__ITEMS__:
————————

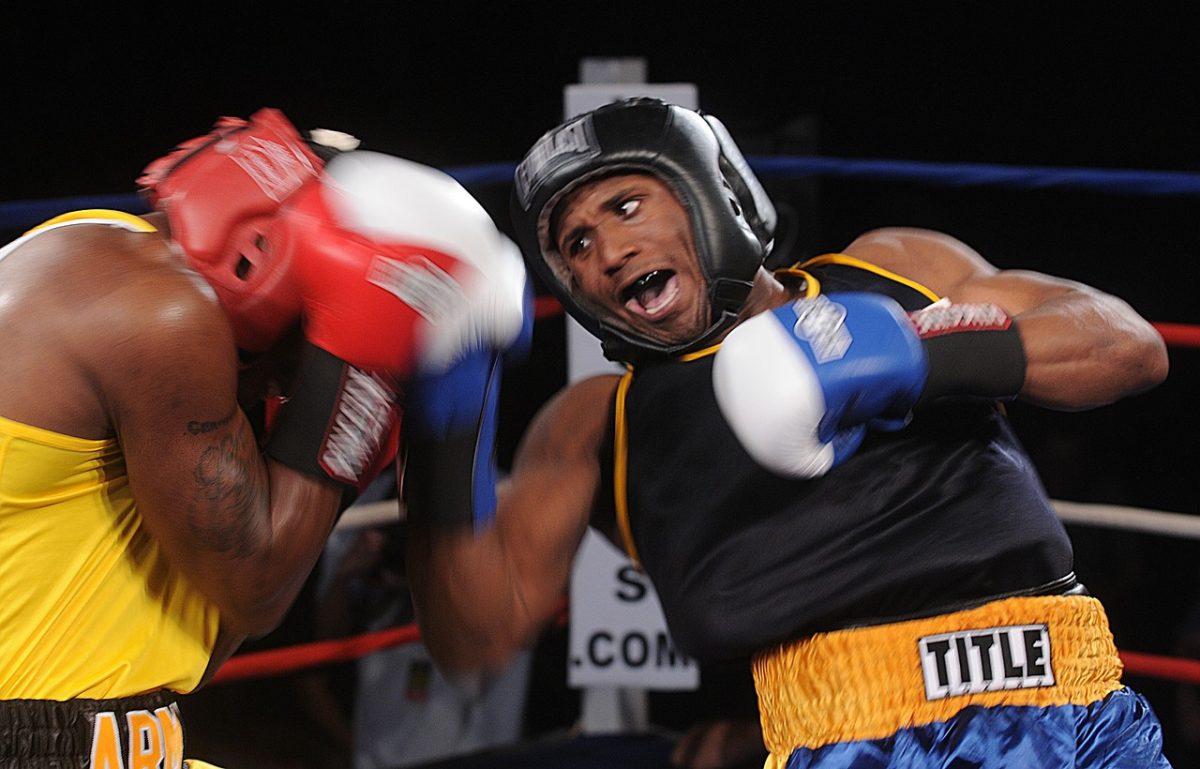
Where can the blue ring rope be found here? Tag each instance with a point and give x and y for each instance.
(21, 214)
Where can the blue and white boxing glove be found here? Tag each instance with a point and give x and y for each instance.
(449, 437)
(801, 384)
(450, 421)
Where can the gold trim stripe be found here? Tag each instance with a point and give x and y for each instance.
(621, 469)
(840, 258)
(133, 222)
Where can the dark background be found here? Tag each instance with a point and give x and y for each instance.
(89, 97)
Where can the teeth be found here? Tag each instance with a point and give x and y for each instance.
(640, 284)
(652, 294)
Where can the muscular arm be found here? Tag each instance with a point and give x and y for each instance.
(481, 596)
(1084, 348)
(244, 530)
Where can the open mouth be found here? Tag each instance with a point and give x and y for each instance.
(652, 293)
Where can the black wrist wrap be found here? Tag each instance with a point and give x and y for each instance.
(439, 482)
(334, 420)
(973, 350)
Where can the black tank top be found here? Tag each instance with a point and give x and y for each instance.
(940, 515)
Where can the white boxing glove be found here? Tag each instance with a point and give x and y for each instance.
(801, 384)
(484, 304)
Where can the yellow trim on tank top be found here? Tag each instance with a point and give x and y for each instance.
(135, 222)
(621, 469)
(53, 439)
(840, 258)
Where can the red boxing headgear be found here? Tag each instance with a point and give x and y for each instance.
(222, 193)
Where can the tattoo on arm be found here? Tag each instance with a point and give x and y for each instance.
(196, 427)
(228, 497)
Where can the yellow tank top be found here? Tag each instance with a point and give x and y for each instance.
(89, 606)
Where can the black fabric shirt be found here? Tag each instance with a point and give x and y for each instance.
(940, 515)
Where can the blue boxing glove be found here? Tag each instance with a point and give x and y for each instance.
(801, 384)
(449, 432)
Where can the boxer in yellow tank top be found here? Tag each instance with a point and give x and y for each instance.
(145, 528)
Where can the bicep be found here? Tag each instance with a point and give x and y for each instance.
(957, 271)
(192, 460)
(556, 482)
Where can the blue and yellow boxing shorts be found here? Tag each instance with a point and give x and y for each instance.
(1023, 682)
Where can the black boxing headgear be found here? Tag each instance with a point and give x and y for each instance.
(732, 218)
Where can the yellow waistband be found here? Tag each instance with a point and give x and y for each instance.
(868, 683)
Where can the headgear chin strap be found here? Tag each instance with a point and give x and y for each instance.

————————

__AIM__:
Please rewrite all the items above as a numbered list, skipping blank lines and leaving out the pictures.

__SOLUTION TO THIS TASK__:
1. Where can the blue ring rope be found here? Tag each instance with a point and give x and y for each instance.
2. (21, 214)
3. Where can the blue and white boxing glove be found here? Tag each instance with a point and give x and y for each instance.
4. (449, 437)
5. (801, 384)
6. (450, 421)
7. Where can the gold trim stripe be found here? Tag each instance with a point and give x and y for each instance.
8. (621, 469)
9. (840, 258)
10. (133, 222)
11. Where can the dark background be found here? Tag each instance with a point and give x and y for each instance.
12. (89, 97)
13. Where can the teeth be found here? Tag each instance with a point and give x and y for each instance.
14. (640, 284)
15. (652, 294)
16. Where can the muscular arm be found here? Tag each instance with a point and give x and y for each instance.
17. (481, 596)
18. (1084, 348)
19. (244, 530)
20. Where can the open mouth be found here? Tag each instance with a point and give x and y for each instance.
21. (652, 293)
22. Where can the black wrist wrap be found here? Tag each instance with a point and give x and y for each instance.
23. (439, 482)
24. (334, 420)
25. (973, 350)
26. Where can the black tank top be found here? Tag each instance with a point and give x and y for each instance.
27. (940, 515)
28. Where can the white boxing glove be found here? Tag each instance with a point and give x and y for each instance.
29. (801, 384)
30. (484, 304)
31. Where can the yellow trim on tank top be found here? Tag each instance with a point and give x and y for each instance.
32. (135, 222)
33. (621, 469)
34. (53, 439)
35. (840, 258)
36. Where can the red boxing headgear be found here? Tag each instance with a point and give x and y for each instance.
37. (222, 193)
38. Where can the tattoo on arm be found here? Tag each instance with a point and give x and y for each instance.
39. (196, 427)
40. (228, 497)
41. Where can the yellow tank top be found here? Tag each instance with a point and give x and y for each instance.
42. (89, 606)
43. Where can the black fabric shirt be found here? Tag each instance with a point and give x and y for each instance.
44. (940, 515)
45. Where can the blue boxing glove be found here? Tag each instance with a point and give x and y for each instance.
46. (801, 384)
47. (449, 432)
48. Where can the boxer in yellow tank top be found here? Tag each instance with a point and give x and y for each instance.
49. (145, 528)
50. Where can the bicep be found here? Tag each instance with a point and give x and y for each instance.
51. (957, 271)
52. (192, 460)
53. (556, 482)
54. Where can the blue and yellow boxing shorts be found here? Tag each instance with a point and give x and y for each instance.
55. (1023, 682)
56. Where can the black boxing headgear be found here? Tag each instance with a point and give x and y for each instance.
57. (732, 218)
58. Where can the yellow waistband be found here? Tag each instance with a point and give x and y for each instance.
59. (868, 683)
60. Where can the headgear chin strap be found here? Tag each instance with a point and give x and y for each instance.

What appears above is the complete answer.